_引用文_.

************

SSブログ

武久源造 ピアノの発見 第四章 スクエア・ピアノ二都物語 [音楽のこと]

今月の「ワンコイン市民コンサート」は、今や恒例となりました「武久源蔵 『ピアノの発見』」。数えて、今回が『第四章』。
ピアノだけに、白鍵、はっけん・・・、発見。いや、そういうことじゃなくて・・・?!

IMG_2223.jpg

2015年08月の『第一章』を皮切りに、一年に一度、大阪大学会館のステージにご登場される武久源蔵さんは、
1957年生まれ。1984年東京芸術大学大学院音楽研究科修了。研究テーマは、主にバッハ以前の音楽におけるDispositioについて。
チェンバロ、ピアノ、オルガンを中心に各種鍵盤楽器を駆使して中世から現代まで幅広いジャンルにわたり様々なレパートリーを持つ。特にブクステフーデ、バッハなどのドイツ鍵盤作品では、その独特で的確な解釈に内外から支持が寄せられている。また、作曲、編曲作品を発表し好評を得ている。音楽的解釈とともに、楽器製作の過程についても造詣が深く、楽器の構造的特色を最大限に引き出す演奏が、楽器製作家たちからも高く評価されている。

************

_提供情報_.
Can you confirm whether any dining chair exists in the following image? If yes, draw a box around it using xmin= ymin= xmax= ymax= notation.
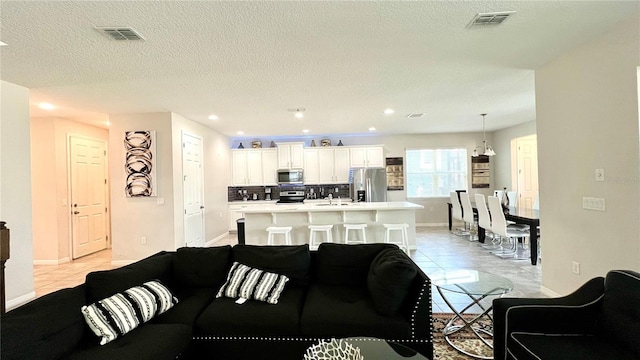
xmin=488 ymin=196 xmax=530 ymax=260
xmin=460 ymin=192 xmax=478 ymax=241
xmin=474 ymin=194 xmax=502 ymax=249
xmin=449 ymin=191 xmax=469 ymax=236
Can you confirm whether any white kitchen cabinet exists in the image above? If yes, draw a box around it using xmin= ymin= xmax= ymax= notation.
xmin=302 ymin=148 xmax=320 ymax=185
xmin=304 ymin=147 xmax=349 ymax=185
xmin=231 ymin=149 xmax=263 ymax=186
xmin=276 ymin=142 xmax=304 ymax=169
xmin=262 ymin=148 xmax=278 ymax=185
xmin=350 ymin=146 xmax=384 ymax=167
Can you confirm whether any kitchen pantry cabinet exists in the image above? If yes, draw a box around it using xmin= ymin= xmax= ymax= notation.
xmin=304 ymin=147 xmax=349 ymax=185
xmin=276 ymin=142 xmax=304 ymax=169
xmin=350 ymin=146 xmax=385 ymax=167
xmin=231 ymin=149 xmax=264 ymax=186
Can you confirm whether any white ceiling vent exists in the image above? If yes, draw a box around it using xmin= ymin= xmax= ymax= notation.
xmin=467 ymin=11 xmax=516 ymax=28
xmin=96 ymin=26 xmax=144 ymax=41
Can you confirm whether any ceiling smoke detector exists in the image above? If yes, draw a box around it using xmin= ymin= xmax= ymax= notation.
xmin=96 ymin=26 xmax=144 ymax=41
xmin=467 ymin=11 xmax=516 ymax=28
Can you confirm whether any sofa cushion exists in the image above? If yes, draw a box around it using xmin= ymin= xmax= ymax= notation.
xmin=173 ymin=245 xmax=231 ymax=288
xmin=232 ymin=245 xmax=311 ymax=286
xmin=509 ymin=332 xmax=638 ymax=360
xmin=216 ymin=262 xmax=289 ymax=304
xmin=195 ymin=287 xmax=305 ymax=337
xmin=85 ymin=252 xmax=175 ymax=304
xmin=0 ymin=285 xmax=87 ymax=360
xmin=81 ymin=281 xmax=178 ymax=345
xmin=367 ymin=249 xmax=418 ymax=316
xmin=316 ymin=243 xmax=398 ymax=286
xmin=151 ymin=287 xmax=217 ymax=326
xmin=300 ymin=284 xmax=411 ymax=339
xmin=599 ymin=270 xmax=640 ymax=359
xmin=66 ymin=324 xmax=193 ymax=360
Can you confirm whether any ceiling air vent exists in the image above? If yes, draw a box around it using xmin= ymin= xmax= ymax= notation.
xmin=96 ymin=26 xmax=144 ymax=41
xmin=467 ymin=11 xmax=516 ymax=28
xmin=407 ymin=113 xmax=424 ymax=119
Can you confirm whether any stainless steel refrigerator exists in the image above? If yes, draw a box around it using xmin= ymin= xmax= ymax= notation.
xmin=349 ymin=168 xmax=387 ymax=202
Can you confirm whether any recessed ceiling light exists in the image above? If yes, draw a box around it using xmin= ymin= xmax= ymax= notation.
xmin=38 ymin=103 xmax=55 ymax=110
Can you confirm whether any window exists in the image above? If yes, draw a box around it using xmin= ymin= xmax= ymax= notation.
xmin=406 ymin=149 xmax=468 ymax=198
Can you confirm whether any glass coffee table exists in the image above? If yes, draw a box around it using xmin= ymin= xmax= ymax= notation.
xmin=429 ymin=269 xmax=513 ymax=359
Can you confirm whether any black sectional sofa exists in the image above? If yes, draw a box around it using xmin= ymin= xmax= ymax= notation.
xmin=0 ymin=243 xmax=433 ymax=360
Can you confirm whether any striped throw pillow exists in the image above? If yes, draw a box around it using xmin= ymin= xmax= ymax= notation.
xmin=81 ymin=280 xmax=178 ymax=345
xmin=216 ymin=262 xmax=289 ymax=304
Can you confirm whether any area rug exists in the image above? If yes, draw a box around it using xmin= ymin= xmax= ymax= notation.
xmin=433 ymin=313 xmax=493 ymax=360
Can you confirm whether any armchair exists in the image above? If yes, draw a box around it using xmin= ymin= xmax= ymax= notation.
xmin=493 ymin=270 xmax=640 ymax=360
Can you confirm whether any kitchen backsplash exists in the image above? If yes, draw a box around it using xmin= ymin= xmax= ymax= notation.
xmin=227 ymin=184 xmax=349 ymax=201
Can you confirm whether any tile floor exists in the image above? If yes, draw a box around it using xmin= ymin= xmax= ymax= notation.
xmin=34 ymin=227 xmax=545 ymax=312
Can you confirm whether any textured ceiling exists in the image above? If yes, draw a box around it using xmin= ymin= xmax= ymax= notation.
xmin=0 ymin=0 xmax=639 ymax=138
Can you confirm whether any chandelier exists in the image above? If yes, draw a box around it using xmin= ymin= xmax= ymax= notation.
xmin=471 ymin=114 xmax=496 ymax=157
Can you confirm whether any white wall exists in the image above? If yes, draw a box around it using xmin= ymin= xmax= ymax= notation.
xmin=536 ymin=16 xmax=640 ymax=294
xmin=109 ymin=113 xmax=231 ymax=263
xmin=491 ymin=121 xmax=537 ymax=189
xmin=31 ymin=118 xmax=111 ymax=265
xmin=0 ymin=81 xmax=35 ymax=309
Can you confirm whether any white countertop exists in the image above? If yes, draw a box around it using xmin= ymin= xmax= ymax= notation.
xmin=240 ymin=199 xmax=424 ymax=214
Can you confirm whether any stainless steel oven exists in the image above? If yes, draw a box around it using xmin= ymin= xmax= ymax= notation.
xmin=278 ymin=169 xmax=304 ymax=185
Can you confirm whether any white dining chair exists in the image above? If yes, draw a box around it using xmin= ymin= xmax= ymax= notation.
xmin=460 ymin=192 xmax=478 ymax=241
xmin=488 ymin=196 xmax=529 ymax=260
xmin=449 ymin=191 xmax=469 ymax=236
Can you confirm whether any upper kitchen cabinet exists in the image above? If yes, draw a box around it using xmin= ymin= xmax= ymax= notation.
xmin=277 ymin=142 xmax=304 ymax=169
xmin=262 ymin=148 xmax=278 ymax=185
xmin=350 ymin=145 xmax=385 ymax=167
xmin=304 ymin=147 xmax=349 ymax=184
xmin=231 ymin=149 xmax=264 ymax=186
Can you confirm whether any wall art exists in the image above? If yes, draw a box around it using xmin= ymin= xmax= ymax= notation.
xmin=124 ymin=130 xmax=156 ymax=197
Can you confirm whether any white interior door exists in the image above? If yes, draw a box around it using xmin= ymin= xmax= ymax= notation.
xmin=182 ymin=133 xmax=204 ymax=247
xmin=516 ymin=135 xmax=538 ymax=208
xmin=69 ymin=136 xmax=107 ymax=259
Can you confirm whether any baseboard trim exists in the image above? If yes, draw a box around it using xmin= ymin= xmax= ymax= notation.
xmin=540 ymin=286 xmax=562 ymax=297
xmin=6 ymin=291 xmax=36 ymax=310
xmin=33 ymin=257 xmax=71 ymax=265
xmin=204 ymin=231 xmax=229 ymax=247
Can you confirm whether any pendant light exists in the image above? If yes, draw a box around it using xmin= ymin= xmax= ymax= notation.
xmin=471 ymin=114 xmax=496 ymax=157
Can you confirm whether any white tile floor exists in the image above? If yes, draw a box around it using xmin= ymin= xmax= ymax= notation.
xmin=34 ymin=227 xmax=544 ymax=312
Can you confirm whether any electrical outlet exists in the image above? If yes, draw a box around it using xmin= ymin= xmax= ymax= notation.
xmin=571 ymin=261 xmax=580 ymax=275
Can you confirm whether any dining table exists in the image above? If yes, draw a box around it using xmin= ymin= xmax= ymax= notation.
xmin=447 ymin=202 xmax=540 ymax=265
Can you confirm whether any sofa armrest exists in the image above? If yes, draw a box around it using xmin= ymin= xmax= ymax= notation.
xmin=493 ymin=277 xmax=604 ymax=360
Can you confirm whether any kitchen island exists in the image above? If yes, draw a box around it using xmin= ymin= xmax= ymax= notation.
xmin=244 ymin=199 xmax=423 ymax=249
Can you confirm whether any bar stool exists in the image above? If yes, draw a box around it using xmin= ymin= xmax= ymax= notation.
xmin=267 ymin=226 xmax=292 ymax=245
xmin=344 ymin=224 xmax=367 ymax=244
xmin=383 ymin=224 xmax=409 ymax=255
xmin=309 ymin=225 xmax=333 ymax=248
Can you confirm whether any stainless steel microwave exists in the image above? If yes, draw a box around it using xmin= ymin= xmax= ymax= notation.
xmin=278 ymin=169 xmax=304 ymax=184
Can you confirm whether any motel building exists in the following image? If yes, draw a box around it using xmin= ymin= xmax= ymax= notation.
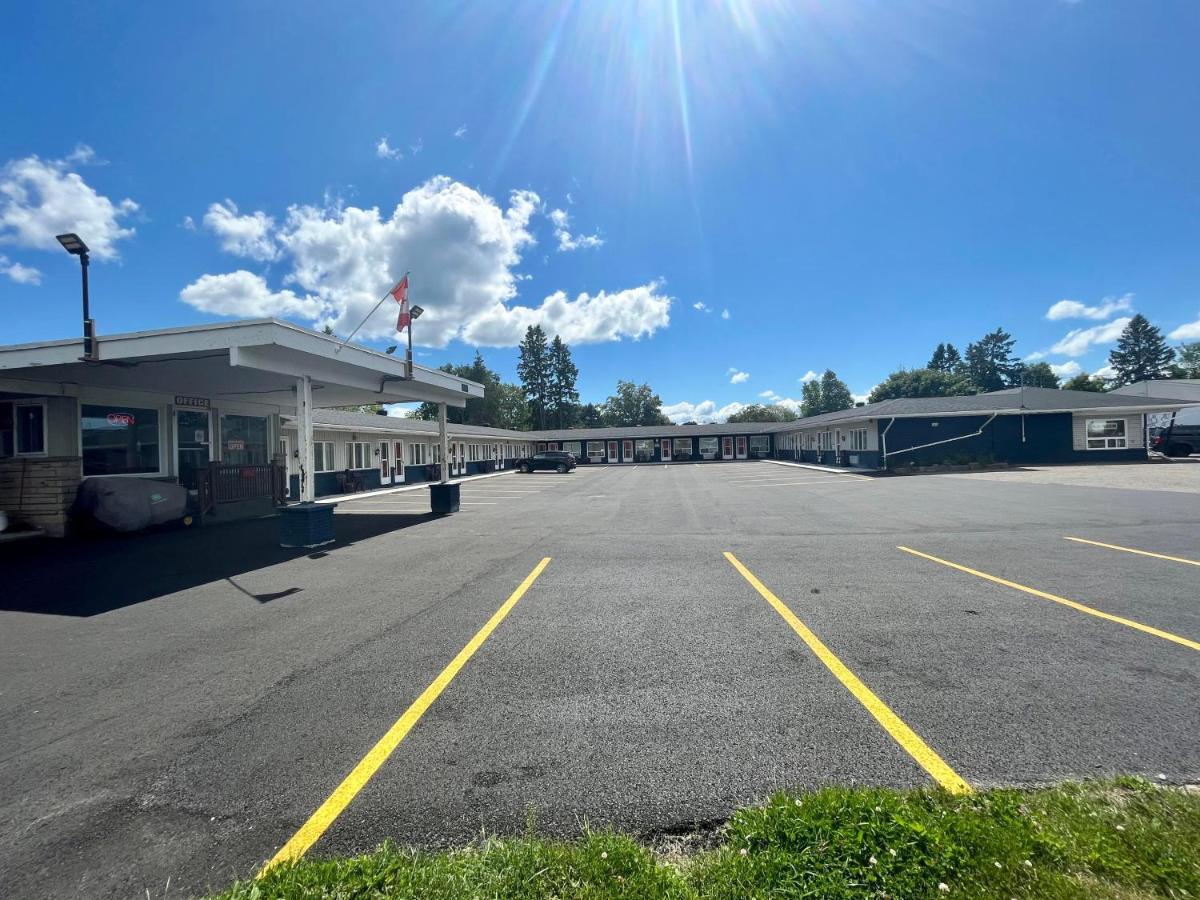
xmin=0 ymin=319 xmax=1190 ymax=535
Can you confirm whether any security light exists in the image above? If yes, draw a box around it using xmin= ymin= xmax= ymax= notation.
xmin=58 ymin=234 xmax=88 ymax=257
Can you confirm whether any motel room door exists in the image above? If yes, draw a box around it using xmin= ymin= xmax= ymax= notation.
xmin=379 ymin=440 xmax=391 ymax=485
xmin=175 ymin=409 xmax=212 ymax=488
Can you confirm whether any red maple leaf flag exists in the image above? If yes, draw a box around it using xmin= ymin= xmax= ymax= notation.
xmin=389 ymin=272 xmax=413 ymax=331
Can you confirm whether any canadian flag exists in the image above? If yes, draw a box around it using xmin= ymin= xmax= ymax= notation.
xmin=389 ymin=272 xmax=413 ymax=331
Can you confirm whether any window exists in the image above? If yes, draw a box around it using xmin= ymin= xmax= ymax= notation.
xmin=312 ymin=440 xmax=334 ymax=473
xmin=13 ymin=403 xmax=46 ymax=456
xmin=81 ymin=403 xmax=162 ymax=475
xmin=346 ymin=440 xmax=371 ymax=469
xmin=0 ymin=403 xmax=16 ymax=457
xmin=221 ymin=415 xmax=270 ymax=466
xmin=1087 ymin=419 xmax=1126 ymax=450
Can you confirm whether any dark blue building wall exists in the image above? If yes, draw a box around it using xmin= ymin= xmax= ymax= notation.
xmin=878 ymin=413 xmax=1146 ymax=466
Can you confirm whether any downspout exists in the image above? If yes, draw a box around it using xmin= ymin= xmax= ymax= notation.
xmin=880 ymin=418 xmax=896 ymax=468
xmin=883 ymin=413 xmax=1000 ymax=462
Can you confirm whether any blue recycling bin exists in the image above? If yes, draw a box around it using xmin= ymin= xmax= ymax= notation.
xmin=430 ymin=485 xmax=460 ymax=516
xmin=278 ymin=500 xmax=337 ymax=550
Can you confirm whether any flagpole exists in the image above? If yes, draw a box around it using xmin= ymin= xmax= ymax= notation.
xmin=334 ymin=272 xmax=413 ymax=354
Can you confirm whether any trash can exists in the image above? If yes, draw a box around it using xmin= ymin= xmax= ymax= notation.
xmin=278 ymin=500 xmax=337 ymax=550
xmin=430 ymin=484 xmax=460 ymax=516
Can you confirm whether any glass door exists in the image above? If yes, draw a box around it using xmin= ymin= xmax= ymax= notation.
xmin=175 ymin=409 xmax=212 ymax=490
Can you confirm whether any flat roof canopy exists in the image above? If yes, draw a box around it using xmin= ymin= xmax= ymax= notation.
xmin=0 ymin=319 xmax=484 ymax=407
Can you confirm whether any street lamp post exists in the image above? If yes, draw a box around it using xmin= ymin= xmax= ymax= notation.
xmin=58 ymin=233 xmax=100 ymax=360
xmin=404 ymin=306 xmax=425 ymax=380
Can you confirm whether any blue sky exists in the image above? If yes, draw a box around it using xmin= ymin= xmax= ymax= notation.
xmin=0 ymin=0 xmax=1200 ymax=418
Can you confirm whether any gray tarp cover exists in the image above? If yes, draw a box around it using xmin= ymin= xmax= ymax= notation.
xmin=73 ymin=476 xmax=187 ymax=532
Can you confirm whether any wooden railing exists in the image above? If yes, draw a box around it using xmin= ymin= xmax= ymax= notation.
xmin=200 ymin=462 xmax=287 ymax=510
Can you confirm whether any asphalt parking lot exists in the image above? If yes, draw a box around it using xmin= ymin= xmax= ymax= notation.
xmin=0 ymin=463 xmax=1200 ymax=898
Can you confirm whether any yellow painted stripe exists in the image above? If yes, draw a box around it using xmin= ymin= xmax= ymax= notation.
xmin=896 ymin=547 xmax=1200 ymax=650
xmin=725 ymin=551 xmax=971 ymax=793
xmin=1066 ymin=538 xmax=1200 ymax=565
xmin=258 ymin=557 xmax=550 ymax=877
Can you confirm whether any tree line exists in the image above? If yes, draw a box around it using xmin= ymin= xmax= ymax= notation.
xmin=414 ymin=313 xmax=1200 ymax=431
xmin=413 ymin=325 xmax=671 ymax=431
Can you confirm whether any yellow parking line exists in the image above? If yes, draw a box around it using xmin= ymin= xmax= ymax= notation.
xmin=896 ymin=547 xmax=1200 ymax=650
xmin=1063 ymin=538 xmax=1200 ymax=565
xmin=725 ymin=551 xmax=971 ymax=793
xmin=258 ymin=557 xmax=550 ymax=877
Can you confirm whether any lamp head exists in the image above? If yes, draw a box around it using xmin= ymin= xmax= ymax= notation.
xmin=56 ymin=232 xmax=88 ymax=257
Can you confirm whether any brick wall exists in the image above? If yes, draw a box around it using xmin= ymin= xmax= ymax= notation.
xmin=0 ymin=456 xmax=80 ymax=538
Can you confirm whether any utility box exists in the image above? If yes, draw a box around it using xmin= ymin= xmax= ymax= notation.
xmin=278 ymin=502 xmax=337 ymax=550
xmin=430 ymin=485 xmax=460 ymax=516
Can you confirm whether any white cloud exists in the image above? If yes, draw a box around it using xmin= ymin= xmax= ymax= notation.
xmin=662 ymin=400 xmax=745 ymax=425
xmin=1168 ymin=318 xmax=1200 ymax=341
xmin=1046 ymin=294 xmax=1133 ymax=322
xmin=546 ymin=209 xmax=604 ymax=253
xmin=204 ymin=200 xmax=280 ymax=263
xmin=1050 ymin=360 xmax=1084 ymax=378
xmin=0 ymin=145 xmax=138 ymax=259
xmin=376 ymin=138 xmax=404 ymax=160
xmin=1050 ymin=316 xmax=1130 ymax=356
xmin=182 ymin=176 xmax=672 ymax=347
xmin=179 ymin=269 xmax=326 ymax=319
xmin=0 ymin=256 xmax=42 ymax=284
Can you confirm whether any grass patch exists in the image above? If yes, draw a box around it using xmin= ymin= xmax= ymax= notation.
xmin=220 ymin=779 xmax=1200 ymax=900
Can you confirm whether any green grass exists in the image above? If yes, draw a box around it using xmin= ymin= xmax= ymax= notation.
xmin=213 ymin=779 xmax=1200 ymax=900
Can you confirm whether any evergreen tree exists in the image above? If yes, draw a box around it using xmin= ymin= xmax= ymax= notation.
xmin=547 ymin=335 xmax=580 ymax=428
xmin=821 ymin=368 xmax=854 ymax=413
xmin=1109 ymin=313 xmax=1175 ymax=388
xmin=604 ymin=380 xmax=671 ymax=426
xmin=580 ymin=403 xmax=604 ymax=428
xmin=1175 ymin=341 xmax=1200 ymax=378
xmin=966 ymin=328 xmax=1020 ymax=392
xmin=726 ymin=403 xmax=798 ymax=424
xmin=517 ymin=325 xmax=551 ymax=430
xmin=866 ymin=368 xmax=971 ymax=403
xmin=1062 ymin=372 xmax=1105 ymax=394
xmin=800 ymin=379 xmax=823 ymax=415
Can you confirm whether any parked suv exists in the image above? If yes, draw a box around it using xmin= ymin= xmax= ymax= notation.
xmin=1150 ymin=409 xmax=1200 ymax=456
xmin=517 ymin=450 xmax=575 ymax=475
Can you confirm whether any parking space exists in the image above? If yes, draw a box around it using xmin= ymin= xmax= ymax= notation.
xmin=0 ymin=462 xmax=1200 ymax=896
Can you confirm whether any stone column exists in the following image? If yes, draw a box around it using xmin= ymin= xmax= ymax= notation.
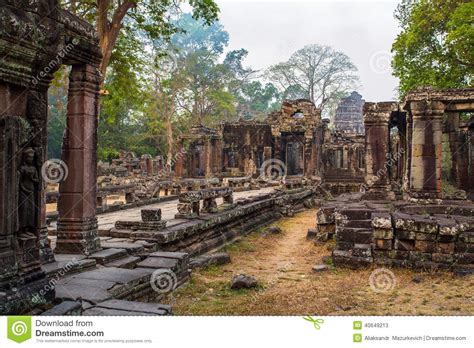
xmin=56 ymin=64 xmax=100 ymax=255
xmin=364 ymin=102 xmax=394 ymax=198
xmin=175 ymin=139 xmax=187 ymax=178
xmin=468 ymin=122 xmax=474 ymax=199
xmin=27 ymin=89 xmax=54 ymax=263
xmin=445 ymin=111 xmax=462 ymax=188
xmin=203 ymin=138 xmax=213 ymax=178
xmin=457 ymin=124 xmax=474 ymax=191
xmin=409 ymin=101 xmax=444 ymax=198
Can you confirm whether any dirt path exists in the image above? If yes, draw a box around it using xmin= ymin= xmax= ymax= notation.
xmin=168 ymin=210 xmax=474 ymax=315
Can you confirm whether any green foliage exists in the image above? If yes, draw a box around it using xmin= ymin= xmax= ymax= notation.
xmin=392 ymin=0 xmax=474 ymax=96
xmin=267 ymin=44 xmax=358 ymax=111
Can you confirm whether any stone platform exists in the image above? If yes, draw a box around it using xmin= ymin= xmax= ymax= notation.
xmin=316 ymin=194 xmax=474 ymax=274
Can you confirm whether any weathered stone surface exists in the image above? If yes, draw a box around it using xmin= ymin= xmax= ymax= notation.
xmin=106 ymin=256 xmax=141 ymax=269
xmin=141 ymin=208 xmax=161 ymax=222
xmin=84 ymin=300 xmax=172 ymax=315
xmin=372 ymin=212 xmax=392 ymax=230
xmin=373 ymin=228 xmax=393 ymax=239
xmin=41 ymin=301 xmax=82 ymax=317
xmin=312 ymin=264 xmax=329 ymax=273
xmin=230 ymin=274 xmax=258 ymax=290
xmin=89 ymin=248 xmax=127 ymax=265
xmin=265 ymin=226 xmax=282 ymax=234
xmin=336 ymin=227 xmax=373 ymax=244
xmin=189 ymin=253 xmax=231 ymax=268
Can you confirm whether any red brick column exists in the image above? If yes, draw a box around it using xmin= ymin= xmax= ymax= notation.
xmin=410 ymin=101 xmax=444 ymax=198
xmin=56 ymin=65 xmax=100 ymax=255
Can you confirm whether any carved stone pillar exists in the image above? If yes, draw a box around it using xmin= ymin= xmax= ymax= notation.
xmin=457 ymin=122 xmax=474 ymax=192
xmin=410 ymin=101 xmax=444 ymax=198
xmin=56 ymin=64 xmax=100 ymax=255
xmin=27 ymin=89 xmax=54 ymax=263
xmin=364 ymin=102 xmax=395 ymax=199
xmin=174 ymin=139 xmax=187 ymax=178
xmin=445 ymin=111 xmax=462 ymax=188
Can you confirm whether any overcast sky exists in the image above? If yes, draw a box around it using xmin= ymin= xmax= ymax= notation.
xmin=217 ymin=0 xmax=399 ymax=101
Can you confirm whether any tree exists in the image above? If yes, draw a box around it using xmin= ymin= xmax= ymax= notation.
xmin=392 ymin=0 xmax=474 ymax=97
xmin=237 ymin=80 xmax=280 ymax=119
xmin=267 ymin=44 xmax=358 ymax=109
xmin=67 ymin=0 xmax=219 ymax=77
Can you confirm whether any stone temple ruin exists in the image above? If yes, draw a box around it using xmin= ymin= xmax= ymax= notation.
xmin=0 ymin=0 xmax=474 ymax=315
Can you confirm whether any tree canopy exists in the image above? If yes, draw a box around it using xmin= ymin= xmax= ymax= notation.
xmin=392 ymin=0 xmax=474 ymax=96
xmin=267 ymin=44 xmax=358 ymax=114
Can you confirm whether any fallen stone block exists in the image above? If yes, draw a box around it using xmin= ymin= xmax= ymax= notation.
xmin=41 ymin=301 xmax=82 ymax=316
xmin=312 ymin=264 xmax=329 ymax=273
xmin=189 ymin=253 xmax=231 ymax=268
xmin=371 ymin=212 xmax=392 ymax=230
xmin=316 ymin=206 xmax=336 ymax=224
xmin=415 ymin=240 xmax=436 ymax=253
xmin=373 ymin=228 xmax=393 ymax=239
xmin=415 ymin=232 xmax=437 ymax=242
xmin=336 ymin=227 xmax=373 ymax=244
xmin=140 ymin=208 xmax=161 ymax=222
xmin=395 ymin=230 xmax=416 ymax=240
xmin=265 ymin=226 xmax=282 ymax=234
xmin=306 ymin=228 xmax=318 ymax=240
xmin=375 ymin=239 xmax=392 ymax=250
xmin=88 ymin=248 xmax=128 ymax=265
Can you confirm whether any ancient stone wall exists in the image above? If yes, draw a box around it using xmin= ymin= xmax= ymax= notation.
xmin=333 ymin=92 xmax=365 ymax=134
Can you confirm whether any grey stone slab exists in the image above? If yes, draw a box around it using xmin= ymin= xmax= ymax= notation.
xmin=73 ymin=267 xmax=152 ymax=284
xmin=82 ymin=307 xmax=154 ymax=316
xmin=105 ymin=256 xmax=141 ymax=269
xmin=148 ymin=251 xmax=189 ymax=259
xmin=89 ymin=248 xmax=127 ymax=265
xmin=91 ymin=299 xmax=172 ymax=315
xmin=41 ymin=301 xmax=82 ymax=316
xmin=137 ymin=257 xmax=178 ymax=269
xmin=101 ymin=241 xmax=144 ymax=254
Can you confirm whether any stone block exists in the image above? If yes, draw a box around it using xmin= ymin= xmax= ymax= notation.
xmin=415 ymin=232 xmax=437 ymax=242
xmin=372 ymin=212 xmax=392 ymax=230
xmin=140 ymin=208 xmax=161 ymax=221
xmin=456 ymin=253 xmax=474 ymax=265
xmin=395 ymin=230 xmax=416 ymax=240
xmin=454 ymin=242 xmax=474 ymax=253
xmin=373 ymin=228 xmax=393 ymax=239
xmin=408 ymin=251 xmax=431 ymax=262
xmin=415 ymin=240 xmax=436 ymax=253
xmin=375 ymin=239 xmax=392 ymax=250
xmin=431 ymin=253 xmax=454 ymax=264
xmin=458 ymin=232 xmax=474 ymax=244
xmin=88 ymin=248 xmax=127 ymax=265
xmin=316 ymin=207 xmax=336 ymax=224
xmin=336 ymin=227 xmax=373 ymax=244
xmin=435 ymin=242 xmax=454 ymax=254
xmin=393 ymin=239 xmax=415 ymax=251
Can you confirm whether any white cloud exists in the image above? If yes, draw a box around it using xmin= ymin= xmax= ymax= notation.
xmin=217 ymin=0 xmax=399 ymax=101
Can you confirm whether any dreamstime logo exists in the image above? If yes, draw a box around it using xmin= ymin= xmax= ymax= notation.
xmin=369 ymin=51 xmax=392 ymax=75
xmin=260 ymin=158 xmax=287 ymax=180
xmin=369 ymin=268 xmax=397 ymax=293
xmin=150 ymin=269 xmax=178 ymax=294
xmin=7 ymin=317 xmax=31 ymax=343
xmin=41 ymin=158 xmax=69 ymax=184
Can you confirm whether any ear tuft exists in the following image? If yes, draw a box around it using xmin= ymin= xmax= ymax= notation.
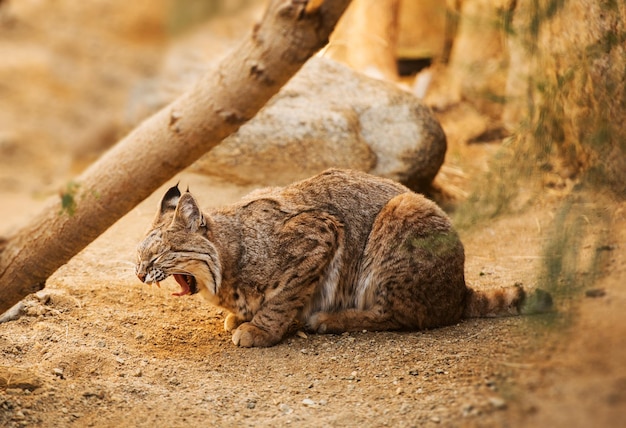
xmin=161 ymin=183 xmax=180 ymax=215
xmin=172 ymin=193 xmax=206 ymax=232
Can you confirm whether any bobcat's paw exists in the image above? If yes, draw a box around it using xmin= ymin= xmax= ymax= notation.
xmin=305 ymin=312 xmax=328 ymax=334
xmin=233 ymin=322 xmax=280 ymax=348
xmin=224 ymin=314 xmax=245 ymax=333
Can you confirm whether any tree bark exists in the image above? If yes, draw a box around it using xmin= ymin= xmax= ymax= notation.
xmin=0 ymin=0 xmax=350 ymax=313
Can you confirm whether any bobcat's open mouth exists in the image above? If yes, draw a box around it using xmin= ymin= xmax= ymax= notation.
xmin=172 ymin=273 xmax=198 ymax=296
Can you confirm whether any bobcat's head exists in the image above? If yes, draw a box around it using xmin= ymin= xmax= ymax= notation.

************

_設問一覧_.
1. 引用文によると、『ピアノの発見』の『第一章』が行われたのは何年何月か。
2. 引用文を「今月の「ワンコイン市民コンサ」を含む語句から書き写し、「ちからも高く評価されている。」の後で止めてください。

_各設問の解答_.
1. 2015年08月。

2.
今月の「ワンコイン市民コンサート」は、今や恒例となりました「武久源蔵 『ピアノの発見』」。数えて、今回が『第四章』。
ピアノだけに、白鍵、はっけん・・・、発見。いや、そういうことじゃなくて・・・?!

IMG_2223.jpg

2015年08月の『第一章』を皮切りに、一年に一度、大阪大学会館のステージにご登場される武久源蔵さんは、
1957年生まれ。1984年東京芸術大学大学院音楽研究科修了。研究テーマは、主にバッハ以前の音楽におけるDispositioについて。
チェンバロ、ピアノ、オルガンを中心に各種鍵盤楽器を駆使して中世から現代まで幅広いジャンルにわたり様々なレパートリーを持つ。特にブクステフーデ、バッハなどのドイツ鍵盤作品では、その独特で的確な解釈に内外から支持が寄せられている。また、作曲、編曲作品を発表し好評を得ている。音楽的解釈とともに、楽器製作の過程についても造詣が深く、楽器の構造的特色を最大限に引き出す演奏が、楽器製作家たちからも高く評価されている。